WHAT IS REQUIRED ▸ Please give the data below again in full, exactly as it stands.

━━━━━ MATERIAL SUPPLIED ━━━━━

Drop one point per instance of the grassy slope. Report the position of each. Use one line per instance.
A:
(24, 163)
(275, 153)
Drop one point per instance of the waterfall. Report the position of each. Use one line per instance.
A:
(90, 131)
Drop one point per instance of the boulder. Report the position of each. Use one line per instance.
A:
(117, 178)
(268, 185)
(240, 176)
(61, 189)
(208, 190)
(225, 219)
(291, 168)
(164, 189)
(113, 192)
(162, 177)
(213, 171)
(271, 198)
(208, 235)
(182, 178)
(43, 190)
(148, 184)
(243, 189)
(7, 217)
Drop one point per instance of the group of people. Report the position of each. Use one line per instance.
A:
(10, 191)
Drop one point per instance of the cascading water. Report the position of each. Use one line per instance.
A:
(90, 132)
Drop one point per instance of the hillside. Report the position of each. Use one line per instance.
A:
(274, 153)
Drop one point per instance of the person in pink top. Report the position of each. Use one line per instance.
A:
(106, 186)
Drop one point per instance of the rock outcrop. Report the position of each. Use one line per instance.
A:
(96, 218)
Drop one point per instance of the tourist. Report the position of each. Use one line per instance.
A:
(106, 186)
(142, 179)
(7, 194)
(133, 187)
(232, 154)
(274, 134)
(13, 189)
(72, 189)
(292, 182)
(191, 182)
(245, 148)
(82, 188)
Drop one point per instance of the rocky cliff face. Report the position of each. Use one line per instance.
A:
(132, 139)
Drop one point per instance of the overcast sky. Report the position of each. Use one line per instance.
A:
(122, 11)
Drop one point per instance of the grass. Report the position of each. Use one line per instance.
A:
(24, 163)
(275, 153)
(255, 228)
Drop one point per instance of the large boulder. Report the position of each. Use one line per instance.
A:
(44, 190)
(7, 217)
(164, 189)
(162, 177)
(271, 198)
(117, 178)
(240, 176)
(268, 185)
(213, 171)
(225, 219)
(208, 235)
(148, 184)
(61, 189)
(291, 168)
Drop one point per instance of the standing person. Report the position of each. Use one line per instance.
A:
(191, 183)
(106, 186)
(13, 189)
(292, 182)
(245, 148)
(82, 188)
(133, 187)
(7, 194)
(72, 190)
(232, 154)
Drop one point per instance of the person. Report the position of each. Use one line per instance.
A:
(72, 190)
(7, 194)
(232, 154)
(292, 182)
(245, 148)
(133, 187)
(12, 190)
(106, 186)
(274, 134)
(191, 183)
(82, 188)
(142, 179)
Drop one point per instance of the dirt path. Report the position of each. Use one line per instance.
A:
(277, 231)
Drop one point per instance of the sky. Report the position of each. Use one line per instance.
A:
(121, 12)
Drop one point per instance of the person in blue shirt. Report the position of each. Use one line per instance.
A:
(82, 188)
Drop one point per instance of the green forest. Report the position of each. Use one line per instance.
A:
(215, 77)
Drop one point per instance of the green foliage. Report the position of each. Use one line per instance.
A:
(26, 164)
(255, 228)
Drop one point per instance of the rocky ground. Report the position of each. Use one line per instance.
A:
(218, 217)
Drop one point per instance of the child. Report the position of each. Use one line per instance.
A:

━━━━━

ANSWER TO THIS EXERCISE ▸
Drop one point per instance of the grassy slope. Report the position of each. Use one line per instance.
A:
(24, 163)
(275, 153)
Drop one point per instance of the waterfall. Report the position of each. Use one line per instance.
A:
(90, 131)
Drop one point per instance of the boulder. Report the position of each. Use one line per instance.
A:
(117, 178)
(268, 185)
(240, 176)
(61, 189)
(208, 190)
(225, 219)
(291, 168)
(164, 189)
(113, 192)
(162, 177)
(213, 171)
(271, 198)
(208, 235)
(182, 178)
(43, 190)
(148, 184)
(243, 189)
(7, 217)
Drop one point per instance of the group of people. Report the position of each. Use one line per instance.
A:
(10, 191)
Drop one point per instance of the cascading water. Report the position of each. Use one line per instance.
A:
(90, 132)
Drop one point per instance of the hillside. Report the position of each. Use one line per instance.
A:
(274, 153)
Drop one point per instance of the person in pink top. Report the position of each. Use one line per instance.
A:
(106, 186)
Drop one point per instance of the rock outcrop. Report the position of each. Use one line per instance.
A:
(96, 218)
Drop one point per instance of the tourist. Report the position of each. Use one line per instance.
A:
(106, 186)
(142, 179)
(7, 194)
(133, 187)
(232, 154)
(274, 134)
(13, 189)
(72, 189)
(292, 182)
(191, 182)
(245, 148)
(82, 188)
Drop one point per instance of the rocky cliff face. Report the position of each. Use one line per instance.
A:
(132, 139)
Drop one point per instance of the overcast sky. Report the position of each. Use one line per instance.
A:
(122, 11)
Drop one point per instance of the grass. Report the position of each. Use one line per instance.
A:
(24, 163)
(275, 153)
(255, 228)
Drop one point per instance of the large boulder. Report the position of each. Use one line per instance.
A:
(44, 190)
(7, 217)
(164, 189)
(162, 177)
(271, 198)
(117, 178)
(240, 176)
(268, 185)
(213, 171)
(225, 219)
(208, 235)
(148, 184)
(61, 189)
(291, 168)
Drop one point per instance of the standing person. Report the position of each. Use one line per instance.
A:
(191, 183)
(106, 186)
(13, 189)
(292, 182)
(245, 148)
(82, 188)
(133, 187)
(7, 194)
(72, 190)
(232, 154)
Drop one point per instance of the person. Report the position of each. Use one line per instance.
A:
(72, 190)
(7, 194)
(232, 154)
(292, 182)
(245, 148)
(133, 187)
(12, 190)
(106, 186)
(274, 134)
(191, 183)
(82, 188)
(142, 179)
Drop one point per instance of the dirt path. Report the position of each. Use one line per instance.
A:
(277, 231)
Drop one point per instance of the sky. Report the position of each. Use one line per instance.
A:
(121, 12)
Drop one point per instance of the person in blue shirt. Report the position of each. Use one line per instance.
A:
(82, 188)
Drop one point per instance of the green forest. Report the position of each. Use one line per instance.
A:
(215, 77)
Drop one point per instance of the green foliage. Report the position of each. Use one line per instance.
A:
(26, 164)
(255, 228)
Drop one point per instance of the rocky ground. Report the position of each. Use one line per instance.
A:
(218, 217)
Drop one point per instance of the child. Report the position of each. Use one line per instance.
A:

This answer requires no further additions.